The disappearance of dozens of firearms issued to the Durban metro police department has blown wide open the haphazard management of arms and ammunition by municipal police services.
State-issued firearms have been used in robberies and hijackings in Durban and surrounds, fuelling fears that criminals are buying guns from corrupt police officers. More than a hundred police guns may have entered the pool of illegal firearms in the area.
Already, two service pistols and one LM-5 assault rifle belonging to the Durban municipal police inner-west dog unit are the subject of two separate cases of robbery and hijacking.
The rifle recovered on the scene of a hijacking in January last year is being investigated by Chatsworth police. The two service pistols are listed as issued to constables Thembinkosi Mthethwa and S’thembiso Zimu, who reported them stolen after armed gangs on Durban’s western freeway hijacked the pair in July 2003.
A month later, in a gun battle with hijackers outside Durban, metro police constable Cherise Cox was shot in the stomach by one of the guns reported stolen by Mthethwa and Zimu. The second police service pistol was found at one of the suspect’s homes.
The investigating officer, Bruce McIness, said one of the suspects had stated in an affidavit that his co-criminal — who was killed in the shootout — told him that he bought the two 9mm pistols from two metro police officers.
This has fuelled calls for a thorough inquiry into the Cox shooting and an audit of the exact number of missing firearms.
A 2000 audit found that 133 of the more than 1 600 firearms issued to the 2000-strong Metro police force were missing. In 2003, metro police armourer Warren Burgess told the council 128 guns could not be accounted for.
This week, eThekwini municipal manager Mike Sutcliffe told the city’s executive committee that a probe he had conducted found that the pistol used to shoot Cox had indeed belonged to a metro police office, but had not necessarily been sold to criminals. He said he would report on his investigation and that metro police weapons would be subject to a further audit once a probe by the Independent Complaints Directorate was completed.

________

▶ **Work instructions**
1. In the report on missing Durban metro police firearms, what has fueled calls for an inquiry into the Cox shooting and an audit of missing guns? Answer in one to three sentences.
2. Continue the report on missing Durban metro police firearms after its final sentence.

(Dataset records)
________

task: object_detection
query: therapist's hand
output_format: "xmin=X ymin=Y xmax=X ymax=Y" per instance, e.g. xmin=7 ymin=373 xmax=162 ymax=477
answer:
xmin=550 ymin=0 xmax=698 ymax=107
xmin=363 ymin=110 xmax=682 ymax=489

________

▶ **List of answers**
1. One of the suspects stated in an affidavit that his co-criminal, who was killed in the shootout, told him he had bought the two 9mm pistols from two metro police officers.

2.
The Durban council gagged opposition parties to stop them from commenting publicly on the scandal, and barred the media from exco meetings discussing the missing firearms.
Sutcliffe has threatened newspapers and journalists with lawsuits, arguing that the municipality had been brought into disrepute by “irresponsible reporting”.
In his report, Sutcliffe accused police investigator McInnes of causing “great harm … to both Mthethwa and Zimu, and indeed to Cox, who believed to this day that she could have been shot with guns sold to criminals by her colleagues”.
Three years after the shooting Cox is still gravely ill in Addington Hospital. Complications resulting from her wound have made it impossible for her to return to the force.
John Steenhuisen, caucus leader of the opposition Democratic Alliance, said his party had been “vindicated by the report, which detailed problems in the management of the Durban metro police”.
Meanwhile, at least 19 firearms have been listed as missing from various departments of the Cape Town metro council. Mayor Helen Zille ordered an urgent audit in April after finding that state-issued guns, bulletproof vests and other equipment were unaccounted for.
At the time, the municipality’s corporate support management department could not account for seven firearms, while the department of health reported eight missing.